What you have to do ▸ Starting with the line that contains "Task: where can the blue latex", copy every line through the end of the data below, exactly and with nothing added.

Data provided ▸
- - - -

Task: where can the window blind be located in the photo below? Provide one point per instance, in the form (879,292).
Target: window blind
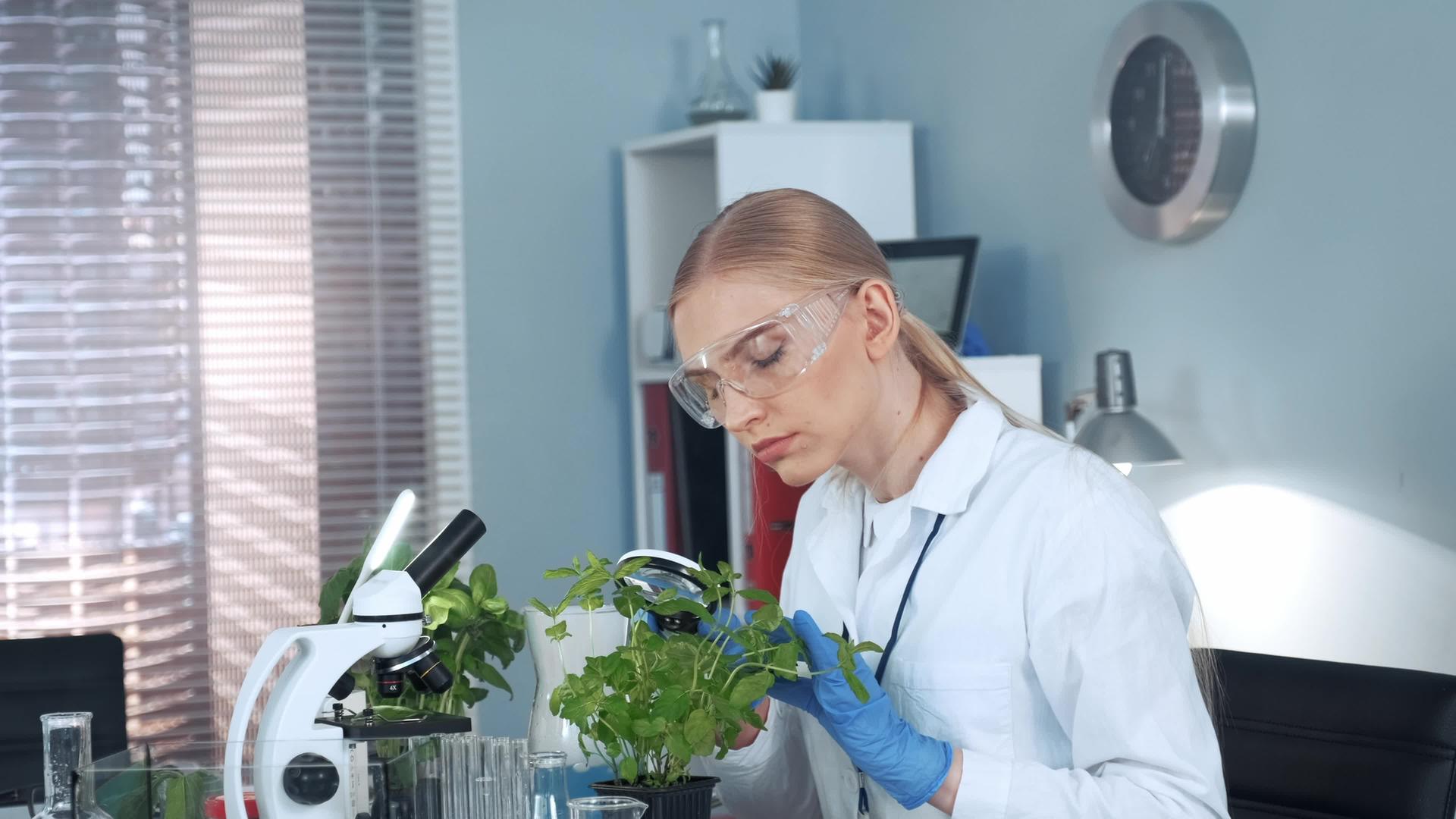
(231,324)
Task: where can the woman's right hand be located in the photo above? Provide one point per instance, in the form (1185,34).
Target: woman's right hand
(750,732)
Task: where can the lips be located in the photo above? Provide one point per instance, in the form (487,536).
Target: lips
(774,449)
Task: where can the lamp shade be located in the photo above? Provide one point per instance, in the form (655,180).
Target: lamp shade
(1123,436)
(1117,433)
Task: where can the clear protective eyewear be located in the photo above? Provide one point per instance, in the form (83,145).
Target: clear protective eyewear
(762,359)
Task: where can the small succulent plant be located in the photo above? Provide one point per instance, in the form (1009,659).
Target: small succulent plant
(775,74)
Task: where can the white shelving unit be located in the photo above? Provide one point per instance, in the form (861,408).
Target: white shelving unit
(677,183)
(674,184)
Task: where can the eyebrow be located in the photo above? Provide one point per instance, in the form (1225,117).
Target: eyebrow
(752,333)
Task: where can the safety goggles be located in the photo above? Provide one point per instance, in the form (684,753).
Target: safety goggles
(761,360)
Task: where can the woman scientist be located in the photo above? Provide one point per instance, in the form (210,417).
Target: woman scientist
(1033,611)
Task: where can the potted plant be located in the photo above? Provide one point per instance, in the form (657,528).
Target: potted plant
(657,701)
(471,624)
(778,99)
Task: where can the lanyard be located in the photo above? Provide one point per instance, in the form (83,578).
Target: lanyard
(890,645)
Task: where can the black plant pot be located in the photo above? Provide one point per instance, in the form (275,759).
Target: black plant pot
(692,799)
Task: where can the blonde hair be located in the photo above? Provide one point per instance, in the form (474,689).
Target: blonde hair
(810,242)
(813,243)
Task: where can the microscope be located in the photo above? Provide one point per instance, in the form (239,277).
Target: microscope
(315,767)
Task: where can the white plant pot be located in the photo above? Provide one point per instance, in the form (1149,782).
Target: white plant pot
(593,634)
(778,105)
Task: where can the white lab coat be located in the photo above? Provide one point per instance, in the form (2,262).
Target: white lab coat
(1046,637)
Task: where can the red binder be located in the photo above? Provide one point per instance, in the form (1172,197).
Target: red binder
(775,504)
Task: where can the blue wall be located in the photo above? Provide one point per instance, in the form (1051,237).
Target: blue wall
(549,91)
(1308,341)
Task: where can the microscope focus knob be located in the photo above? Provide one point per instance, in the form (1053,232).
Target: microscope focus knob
(310,779)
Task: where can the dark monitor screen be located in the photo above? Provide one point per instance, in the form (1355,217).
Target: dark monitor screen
(49,675)
(935,279)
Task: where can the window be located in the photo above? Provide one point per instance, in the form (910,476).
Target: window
(229,318)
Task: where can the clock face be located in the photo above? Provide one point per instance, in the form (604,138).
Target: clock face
(1156,120)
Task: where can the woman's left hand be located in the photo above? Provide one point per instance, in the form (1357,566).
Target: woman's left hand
(906,763)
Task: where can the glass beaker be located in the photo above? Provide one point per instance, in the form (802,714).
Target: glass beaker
(720,96)
(71,783)
(607,808)
(548,784)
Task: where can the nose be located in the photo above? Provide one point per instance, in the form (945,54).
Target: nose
(739,410)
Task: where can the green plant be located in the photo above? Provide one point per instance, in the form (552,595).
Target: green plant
(653,704)
(178,795)
(471,623)
(775,74)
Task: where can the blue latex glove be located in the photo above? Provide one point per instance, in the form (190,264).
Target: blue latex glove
(906,763)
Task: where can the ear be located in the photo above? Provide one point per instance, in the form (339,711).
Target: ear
(877,297)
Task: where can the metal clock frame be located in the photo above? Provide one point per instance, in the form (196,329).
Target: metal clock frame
(1229,117)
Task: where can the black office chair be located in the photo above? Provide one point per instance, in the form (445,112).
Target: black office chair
(49,675)
(1321,741)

- - - -

Complete response ▸
Task: where can the blue latex glove be located in the photo above? Provide one point per instance, in the form (190,264).
Target: blue latex glove
(906,763)
Task: where can the ear be located in the photo above? Provide one point per instance, in the form (339,711).
Target: ear
(877,297)
Task: where can the metal clock frame be located in the photo above? Provide one point per instance, in the form (196,329).
Target: metal clock frame
(1229,117)
Task: where can the black office chair be located in the photo above? Provide one point per instance, in the form (445,112).
Target: black office chair
(49,675)
(1321,741)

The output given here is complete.